Y con cada uno de ellos, se va formando un lazo diferente, por una historia que los rodea, y momentos de todo tipo donde la unión familiar los sacó adelante.
De la misma forma, este paraíso tiene su parte nostálgica, cuando los hermanos van saliendo de casa, y la familia se reparte en muchas ciudades, llegando en ocasiones a diferentes países.
Y cada uno va siguiendo su propio camino.
Sin embargo, esto propicia que los momentos de reencuentro sean únicos, conforme cada integrante va llegando de esas experiencias, y va contando lo que ha vivido.
Estas vivencias parecieran separar a los hermanos y a los padres, llegando incluso a costar el entendimiento de temas que pueden ser ajenos a ciertos integrantes de la familia, pero no es así.
En los rostros de los padres se esbozan sonrisas, orgullosos de ver que los horizontes de los hijos son más profundos que los propios, y que han cumplido con su misión de educar a la siguiente generación mejor de lo que ellos fueron educados.
Con el paso de los años, cada vez son menos estas ocasiones de reunión, y por lo mismo, se van volviendo más valiosas, y más entrañables.
A veces, el hecho de que los hijos estén en diferentes lugares propicia pequeñas reuniones inesperadas.
Podrán estar en una ciudad donde ninguno vive, pero en cuyo aeropuerto coinciden al tomar alguna conexión, o darse cuenta de que asistirán a una misma boda, de pronto la sorpresa ocurre en reuniones informales a las que no tenías planeado asistir, y por algún motivo, terminas topándote con ese hermano o hermana.
La familia va creciendo con el pasar de los años, y de pronto, a la mesa se van uniendo las parejas, y después, los hijos.
Y aunque no hayas crecido con ellos, me atrevo a decir que el amor hacia estos nuevos integrantes está ahí como si siempre hubieran estado.
· · · · ·
Objetivos ▸
(1) En el texto sobre los hermanos y la unión familiar, ¿qué sienten los padres al ver los horizontes de sus hijos?
(2) Prosigue el texto sobre los hermanos y la unión familiar desde su última oración.
· · · · ·
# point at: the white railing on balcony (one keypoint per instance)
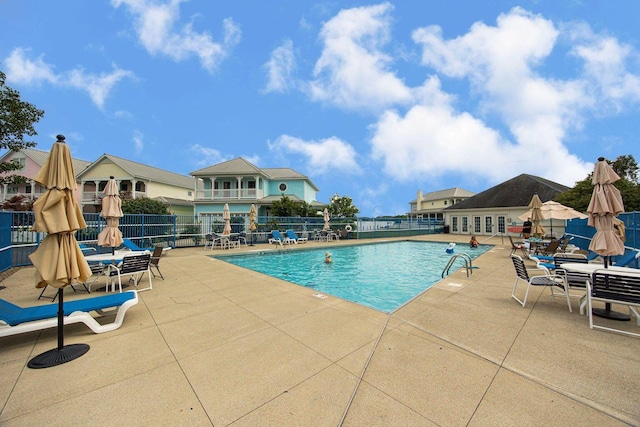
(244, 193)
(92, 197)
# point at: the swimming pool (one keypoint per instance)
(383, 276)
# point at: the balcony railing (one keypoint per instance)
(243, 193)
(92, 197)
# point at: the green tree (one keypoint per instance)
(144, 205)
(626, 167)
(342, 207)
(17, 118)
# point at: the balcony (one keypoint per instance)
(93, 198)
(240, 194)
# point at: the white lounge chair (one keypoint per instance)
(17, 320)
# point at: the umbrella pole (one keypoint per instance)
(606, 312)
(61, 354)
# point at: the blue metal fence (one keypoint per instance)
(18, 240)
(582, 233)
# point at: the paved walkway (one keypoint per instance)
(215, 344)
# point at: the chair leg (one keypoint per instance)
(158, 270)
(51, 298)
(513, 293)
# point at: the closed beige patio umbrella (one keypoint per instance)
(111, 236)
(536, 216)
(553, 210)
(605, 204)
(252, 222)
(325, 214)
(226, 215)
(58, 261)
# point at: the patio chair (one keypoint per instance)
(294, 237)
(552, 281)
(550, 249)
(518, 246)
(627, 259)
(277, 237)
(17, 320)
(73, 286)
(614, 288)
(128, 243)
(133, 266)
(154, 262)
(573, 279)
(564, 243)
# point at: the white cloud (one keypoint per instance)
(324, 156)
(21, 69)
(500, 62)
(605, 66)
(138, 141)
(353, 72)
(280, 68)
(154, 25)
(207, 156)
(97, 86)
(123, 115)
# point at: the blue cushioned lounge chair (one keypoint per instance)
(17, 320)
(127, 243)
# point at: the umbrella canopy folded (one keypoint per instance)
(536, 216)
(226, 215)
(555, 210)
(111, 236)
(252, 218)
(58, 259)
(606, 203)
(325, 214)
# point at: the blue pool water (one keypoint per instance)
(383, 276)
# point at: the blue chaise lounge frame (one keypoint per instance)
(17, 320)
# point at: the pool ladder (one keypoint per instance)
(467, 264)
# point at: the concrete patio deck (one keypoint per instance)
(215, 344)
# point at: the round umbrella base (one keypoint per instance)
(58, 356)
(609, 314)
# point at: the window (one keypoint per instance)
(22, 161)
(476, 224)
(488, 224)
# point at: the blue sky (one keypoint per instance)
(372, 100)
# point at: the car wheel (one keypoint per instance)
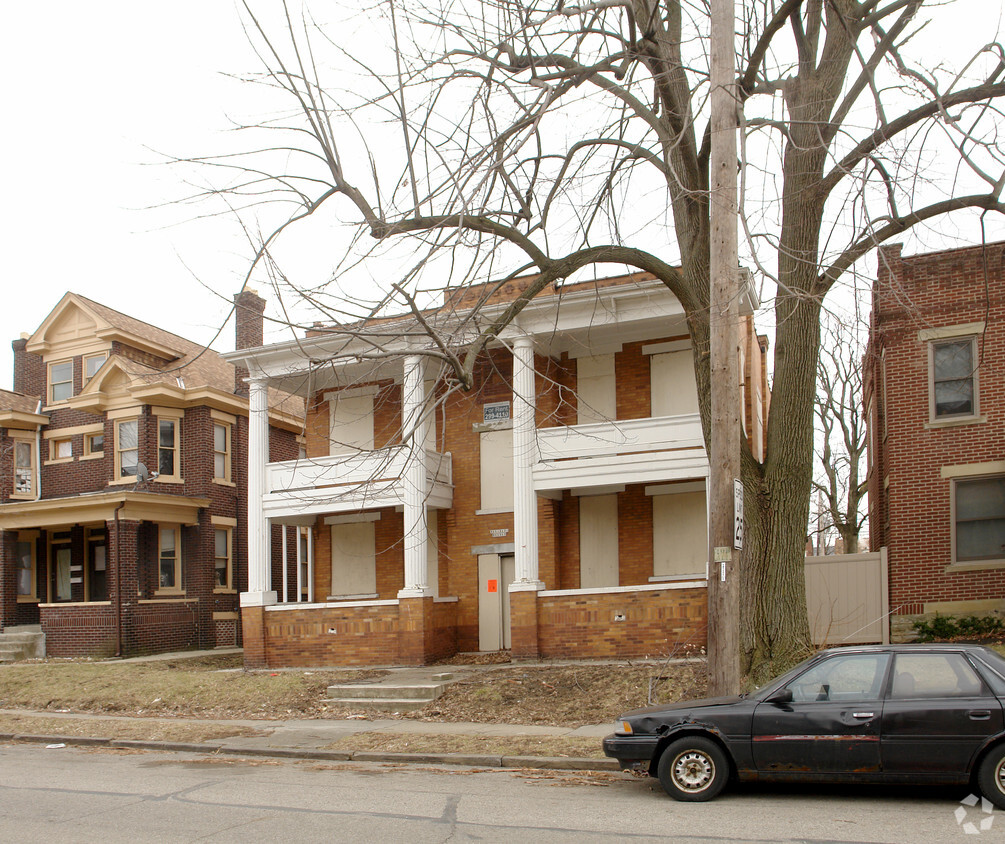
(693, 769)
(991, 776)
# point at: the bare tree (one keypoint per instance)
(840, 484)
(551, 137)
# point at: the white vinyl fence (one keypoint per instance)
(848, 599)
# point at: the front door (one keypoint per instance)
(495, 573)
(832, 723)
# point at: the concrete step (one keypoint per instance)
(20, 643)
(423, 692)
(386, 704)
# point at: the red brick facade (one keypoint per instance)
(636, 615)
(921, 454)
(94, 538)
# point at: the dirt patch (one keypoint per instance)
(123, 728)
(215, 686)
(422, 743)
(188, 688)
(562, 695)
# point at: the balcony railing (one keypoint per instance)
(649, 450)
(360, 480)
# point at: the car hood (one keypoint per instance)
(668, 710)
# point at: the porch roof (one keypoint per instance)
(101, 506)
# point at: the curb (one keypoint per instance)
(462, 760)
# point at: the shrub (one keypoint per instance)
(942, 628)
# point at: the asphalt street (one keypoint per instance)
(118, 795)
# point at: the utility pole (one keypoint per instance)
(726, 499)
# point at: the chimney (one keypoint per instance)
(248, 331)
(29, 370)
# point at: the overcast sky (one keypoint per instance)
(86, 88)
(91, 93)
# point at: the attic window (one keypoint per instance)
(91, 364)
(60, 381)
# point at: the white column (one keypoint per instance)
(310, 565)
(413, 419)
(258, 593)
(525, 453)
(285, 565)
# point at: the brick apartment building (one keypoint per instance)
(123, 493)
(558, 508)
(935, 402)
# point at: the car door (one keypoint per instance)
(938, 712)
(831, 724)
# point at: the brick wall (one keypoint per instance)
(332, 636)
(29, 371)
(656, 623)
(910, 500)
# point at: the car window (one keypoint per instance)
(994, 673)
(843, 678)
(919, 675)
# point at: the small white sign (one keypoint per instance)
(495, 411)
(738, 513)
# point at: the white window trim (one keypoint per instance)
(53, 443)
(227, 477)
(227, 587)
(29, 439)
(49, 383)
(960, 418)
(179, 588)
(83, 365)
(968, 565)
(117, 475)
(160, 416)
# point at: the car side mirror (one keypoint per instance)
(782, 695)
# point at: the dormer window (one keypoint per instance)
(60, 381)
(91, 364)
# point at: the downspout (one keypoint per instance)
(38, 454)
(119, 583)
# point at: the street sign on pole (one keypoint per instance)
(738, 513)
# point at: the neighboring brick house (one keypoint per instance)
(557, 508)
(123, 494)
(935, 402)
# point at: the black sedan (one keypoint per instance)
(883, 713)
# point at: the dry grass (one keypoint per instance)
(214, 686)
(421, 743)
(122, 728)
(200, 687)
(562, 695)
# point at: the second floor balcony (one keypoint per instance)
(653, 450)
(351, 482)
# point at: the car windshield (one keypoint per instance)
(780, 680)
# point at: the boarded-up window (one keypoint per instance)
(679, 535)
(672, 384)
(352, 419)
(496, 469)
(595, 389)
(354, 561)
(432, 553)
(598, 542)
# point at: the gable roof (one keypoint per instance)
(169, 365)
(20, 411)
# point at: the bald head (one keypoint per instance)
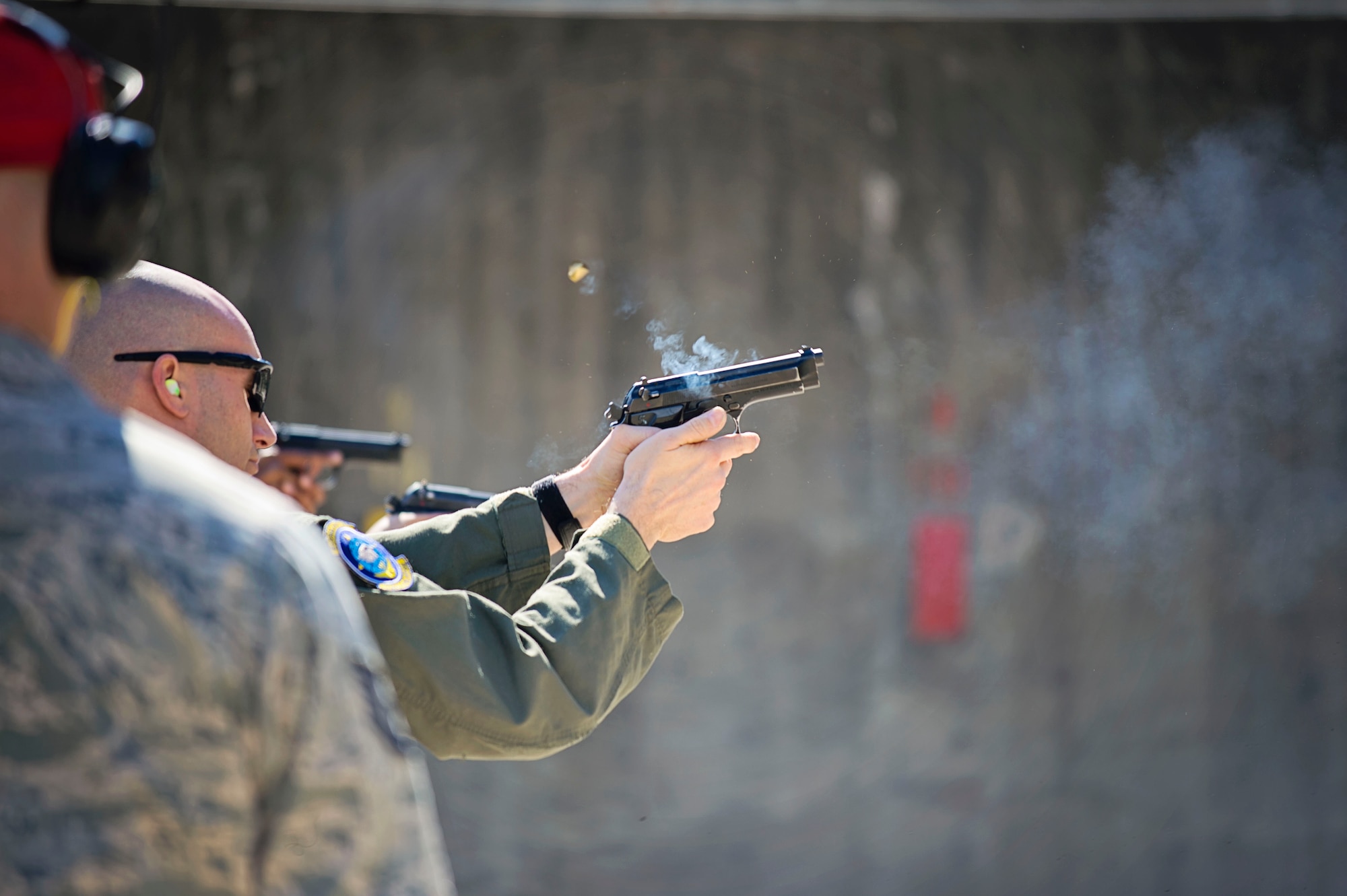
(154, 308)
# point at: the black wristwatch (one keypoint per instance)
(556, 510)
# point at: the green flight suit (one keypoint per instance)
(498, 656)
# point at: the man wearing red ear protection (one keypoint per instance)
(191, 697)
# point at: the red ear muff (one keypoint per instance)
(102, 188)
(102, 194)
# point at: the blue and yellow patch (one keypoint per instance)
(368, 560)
· · · · ·
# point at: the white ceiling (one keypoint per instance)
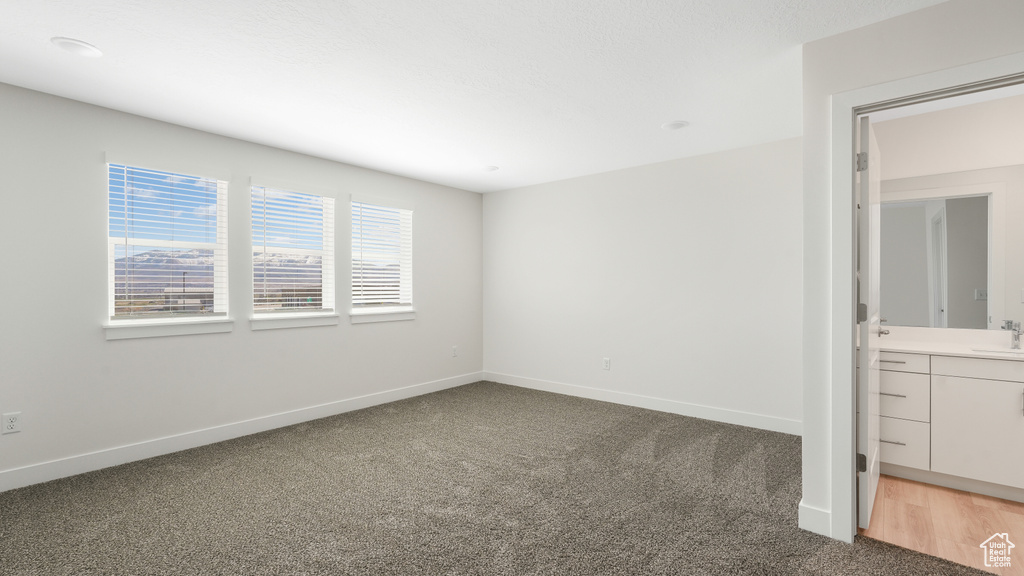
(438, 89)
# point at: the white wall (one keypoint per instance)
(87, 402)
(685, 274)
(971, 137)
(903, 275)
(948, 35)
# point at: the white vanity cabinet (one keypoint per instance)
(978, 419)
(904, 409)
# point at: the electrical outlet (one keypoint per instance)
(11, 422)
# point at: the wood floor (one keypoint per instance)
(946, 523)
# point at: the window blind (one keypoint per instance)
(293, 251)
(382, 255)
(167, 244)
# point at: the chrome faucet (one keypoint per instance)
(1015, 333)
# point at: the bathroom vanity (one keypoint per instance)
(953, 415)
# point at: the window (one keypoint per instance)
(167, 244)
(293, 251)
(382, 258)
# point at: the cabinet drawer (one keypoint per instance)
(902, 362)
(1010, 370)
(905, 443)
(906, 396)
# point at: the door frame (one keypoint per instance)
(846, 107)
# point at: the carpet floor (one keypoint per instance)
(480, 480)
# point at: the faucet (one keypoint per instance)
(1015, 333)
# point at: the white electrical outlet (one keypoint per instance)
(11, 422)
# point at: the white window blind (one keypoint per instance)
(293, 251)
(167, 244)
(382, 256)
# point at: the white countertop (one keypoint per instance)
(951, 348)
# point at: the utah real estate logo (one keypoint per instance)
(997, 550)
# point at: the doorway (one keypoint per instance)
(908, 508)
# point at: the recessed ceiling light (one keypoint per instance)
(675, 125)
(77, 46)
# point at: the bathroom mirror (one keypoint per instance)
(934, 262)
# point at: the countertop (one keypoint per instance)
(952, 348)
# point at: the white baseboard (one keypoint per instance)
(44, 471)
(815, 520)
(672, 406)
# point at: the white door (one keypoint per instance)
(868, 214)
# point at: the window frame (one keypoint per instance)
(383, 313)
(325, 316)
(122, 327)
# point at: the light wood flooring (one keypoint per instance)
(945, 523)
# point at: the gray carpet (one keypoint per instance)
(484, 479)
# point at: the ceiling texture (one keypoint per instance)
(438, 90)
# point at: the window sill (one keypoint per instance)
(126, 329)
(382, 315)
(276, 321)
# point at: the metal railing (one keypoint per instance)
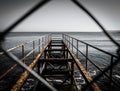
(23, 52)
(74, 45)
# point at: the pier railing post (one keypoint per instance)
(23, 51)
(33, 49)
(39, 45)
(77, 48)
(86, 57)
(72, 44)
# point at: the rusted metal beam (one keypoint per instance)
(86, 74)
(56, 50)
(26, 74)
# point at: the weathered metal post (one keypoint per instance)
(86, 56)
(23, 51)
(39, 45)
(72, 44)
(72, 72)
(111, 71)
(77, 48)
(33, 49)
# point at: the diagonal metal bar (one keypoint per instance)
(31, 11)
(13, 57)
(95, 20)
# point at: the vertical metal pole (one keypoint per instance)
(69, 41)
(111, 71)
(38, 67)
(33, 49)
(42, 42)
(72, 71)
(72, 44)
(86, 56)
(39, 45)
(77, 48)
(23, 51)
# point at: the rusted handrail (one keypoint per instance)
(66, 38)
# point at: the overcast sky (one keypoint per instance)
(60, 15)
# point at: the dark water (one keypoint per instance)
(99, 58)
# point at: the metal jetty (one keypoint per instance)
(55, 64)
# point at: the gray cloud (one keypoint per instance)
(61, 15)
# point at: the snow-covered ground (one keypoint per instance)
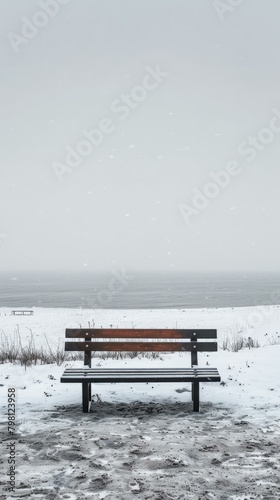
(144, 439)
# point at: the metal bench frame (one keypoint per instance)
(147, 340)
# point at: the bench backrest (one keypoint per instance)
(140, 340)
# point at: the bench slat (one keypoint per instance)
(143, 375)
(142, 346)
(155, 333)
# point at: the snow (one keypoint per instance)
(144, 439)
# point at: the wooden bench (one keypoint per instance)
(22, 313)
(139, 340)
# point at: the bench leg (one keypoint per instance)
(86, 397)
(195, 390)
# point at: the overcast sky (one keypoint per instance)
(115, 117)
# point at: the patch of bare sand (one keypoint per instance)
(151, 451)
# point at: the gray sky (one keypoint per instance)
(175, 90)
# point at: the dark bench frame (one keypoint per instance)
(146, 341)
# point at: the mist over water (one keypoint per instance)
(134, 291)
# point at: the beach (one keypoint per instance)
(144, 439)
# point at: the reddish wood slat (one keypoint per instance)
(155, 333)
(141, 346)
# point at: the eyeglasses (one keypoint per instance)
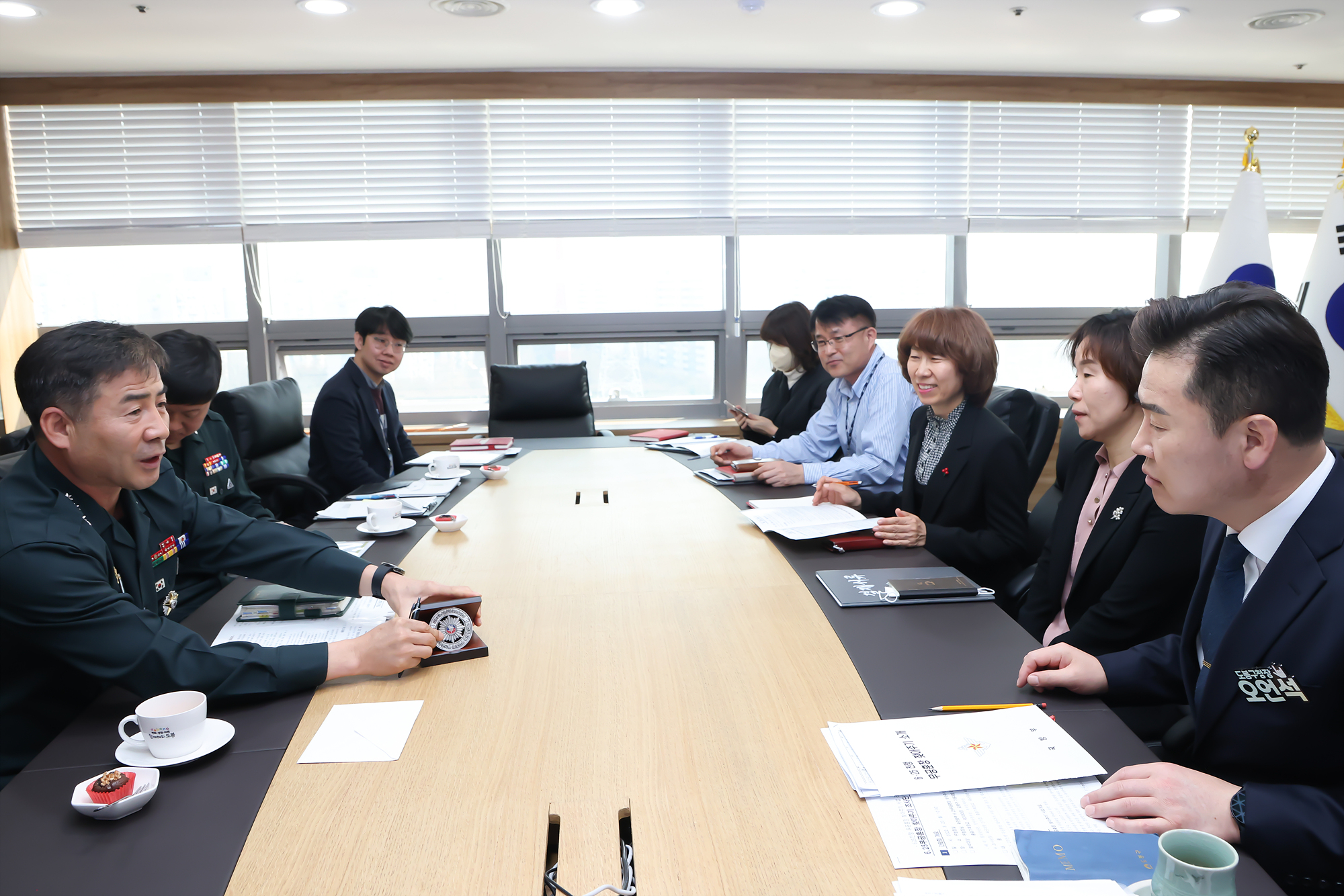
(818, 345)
· · · · ·
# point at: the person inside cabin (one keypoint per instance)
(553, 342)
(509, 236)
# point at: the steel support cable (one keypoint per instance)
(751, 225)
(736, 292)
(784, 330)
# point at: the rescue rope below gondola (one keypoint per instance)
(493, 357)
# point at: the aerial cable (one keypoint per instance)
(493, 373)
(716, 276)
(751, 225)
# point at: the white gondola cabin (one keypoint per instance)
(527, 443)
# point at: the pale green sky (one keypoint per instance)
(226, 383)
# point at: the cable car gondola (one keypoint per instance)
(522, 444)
· · · · ·
Respuestas propuestas ▸
(1) Sienten orgullo al ver que los horizontes de sus hijos son más profundos que los propios.

(2)
Los cuñados se van convirtiendo en tus hermanos, y los sobrinos en hijos, al grado de decir que estarías dispuesto a hacer lo que sea por ellos.
Este paraíso también se manifiesta en momentos difíciles:
Cuando se sientan a platicar de un momento económico complicado, o de un fallecimiento.
No hay nada como el sentimiento de cercanía, de apoyo mutuo y de total transparencia, para salir de las tristezas momentáneas de los momentos más vulnerables de nuestras vidas.
Es en estas familias grandes donde todos pueden ver la tragedia de forma diferente, y tanto los recuerdos, como la visión sobrenatural y la empatía hacia el otro, ayudan a salir adelante después de esos momentos donde pareciera que todo está perdido.
Es este abrazo y estas palabras de aliento las que uno agradece, tomando ánimo y siguiendo adelante en el camino.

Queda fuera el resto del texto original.